TASK GOAL: Below are records to return verbatim; the pictures are to be dropped.

PROVIDED MATERIAL:
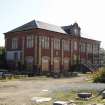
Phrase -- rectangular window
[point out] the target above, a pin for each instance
(57, 44)
(75, 45)
(30, 41)
(66, 45)
(14, 43)
(45, 42)
(83, 47)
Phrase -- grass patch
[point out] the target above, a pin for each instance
(72, 95)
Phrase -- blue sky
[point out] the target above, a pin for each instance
(89, 14)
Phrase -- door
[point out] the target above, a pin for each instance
(56, 65)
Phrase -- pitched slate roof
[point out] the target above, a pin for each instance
(38, 24)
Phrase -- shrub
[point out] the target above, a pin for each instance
(99, 76)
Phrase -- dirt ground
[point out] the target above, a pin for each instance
(19, 92)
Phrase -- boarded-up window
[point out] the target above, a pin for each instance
(56, 65)
(66, 64)
(29, 62)
(45, 64)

ANSWER:
Phrase -- rectangular window
[point out] the target above, a pin for each instance
(57, 44)
(75, 45)
(30, 41)
(66, 45)
(14, 43)
(45, 42)
(83, 47)
Phrase -- grass patch
[point out] the target above, a pin for each instance
(72, 95)
Phrase -- blue sky
[point out] the target above, a pin for each instance
(89, 14)
Phrase -- door
[point out] the target above, a pin for each instance
(56, 65)
Phrase -- pitched slate roof
[point out] the target above, a pin for each instance
(38, 24)
Phrase -- shrub
[point out] the target above, a pin for each instance
(99, 76)
Phrase -- dirt ground
[point out] the target above, a pin for each instance
(19, 92)
Phrase -- boarded-up window
[point out] the target above, a pin for each instance
(56, 65)
(66, 64)
(29, 62)
(45, 64)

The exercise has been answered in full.